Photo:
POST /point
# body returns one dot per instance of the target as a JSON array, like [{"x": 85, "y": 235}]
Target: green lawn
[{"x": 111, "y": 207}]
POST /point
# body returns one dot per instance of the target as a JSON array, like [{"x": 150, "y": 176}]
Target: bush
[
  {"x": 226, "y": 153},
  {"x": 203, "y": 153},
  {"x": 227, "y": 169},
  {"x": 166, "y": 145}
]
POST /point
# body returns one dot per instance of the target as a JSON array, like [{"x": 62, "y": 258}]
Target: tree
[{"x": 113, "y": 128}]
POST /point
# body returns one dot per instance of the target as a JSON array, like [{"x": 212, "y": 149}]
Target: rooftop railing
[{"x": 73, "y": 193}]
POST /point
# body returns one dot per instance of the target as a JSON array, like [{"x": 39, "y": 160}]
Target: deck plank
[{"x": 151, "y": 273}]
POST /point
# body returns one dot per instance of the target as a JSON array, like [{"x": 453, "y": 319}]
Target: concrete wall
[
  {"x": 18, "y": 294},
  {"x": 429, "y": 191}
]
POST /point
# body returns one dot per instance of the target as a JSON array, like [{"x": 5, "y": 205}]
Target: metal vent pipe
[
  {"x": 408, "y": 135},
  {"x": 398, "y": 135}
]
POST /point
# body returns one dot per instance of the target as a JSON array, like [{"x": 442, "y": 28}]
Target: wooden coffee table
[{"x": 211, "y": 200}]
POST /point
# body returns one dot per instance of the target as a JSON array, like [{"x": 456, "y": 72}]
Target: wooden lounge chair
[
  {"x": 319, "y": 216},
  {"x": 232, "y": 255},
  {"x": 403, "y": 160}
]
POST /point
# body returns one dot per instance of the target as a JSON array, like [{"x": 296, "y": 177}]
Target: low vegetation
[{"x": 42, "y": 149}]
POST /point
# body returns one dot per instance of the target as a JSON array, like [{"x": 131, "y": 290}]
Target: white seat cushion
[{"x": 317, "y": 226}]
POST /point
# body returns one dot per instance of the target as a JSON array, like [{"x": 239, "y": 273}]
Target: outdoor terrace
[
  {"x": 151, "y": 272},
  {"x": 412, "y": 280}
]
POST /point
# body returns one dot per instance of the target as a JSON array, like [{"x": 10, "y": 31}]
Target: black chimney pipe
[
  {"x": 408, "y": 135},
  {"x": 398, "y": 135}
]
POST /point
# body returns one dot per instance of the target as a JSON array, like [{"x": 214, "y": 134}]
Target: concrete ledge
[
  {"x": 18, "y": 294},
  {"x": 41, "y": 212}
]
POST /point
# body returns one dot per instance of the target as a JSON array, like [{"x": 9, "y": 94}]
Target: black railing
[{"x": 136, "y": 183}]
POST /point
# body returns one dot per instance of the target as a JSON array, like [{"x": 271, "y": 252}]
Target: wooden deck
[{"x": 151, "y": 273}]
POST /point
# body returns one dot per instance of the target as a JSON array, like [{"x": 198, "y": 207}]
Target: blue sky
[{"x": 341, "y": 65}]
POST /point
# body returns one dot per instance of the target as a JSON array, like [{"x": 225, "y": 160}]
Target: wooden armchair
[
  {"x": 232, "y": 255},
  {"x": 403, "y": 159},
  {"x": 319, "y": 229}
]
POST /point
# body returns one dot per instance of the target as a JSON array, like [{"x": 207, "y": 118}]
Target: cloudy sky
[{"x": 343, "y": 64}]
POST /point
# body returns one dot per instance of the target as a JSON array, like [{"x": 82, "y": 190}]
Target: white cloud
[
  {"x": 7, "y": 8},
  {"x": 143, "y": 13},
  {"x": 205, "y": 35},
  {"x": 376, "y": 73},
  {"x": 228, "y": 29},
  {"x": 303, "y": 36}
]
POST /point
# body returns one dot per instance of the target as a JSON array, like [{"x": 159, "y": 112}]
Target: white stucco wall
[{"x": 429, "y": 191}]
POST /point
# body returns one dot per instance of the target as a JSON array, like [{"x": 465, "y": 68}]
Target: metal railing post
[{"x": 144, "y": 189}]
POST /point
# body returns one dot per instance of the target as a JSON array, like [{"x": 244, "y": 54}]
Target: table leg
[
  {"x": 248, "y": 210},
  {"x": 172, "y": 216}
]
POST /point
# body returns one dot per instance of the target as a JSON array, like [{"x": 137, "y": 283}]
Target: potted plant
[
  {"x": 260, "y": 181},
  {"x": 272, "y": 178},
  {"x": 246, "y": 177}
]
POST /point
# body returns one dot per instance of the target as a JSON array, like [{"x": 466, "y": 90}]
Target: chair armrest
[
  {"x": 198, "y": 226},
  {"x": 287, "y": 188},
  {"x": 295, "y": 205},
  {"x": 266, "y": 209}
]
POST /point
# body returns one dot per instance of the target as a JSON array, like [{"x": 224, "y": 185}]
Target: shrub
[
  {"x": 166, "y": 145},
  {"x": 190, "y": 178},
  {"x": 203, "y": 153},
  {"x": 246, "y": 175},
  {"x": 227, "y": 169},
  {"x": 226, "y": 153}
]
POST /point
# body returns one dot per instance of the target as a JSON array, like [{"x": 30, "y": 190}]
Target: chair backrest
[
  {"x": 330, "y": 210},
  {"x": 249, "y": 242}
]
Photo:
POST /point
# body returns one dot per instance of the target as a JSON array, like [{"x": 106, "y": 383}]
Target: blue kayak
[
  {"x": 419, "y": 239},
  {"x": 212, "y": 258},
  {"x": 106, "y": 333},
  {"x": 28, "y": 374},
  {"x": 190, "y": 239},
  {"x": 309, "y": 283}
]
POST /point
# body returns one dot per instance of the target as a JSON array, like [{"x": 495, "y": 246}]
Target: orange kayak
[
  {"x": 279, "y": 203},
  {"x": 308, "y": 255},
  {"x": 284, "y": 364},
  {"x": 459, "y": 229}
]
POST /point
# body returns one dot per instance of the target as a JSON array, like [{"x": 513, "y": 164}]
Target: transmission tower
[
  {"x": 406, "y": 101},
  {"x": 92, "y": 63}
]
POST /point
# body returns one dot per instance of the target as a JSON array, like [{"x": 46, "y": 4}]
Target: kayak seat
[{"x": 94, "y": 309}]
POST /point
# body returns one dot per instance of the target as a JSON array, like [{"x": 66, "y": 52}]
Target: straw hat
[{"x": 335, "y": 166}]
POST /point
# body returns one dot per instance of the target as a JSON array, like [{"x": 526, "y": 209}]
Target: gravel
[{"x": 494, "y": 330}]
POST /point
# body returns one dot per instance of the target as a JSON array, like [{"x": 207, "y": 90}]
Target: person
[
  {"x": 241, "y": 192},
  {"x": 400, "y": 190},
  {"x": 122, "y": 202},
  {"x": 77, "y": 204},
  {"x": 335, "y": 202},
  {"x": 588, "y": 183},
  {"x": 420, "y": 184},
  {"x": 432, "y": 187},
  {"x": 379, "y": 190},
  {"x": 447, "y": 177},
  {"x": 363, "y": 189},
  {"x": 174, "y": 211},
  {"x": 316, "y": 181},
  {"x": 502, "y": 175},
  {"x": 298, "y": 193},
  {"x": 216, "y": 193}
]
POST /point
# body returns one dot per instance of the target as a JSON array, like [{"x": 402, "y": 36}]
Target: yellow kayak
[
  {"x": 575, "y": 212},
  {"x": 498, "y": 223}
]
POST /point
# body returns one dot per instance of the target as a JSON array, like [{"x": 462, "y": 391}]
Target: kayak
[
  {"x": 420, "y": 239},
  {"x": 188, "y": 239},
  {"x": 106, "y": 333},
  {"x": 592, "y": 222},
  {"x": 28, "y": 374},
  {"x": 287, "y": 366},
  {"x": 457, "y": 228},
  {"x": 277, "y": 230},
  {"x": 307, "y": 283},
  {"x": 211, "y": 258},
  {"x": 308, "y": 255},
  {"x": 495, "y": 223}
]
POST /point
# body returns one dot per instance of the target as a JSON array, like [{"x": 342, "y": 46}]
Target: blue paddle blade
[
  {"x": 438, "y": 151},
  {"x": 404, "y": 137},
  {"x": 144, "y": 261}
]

◇ ◇ ◇ ◇

= Exercise aim =
Copy out in full each line above that contains the string "pipe". Case counts, so match only that exact capitalization.

= Task output =
Target: metal vent pipe
Target: black chimney pipe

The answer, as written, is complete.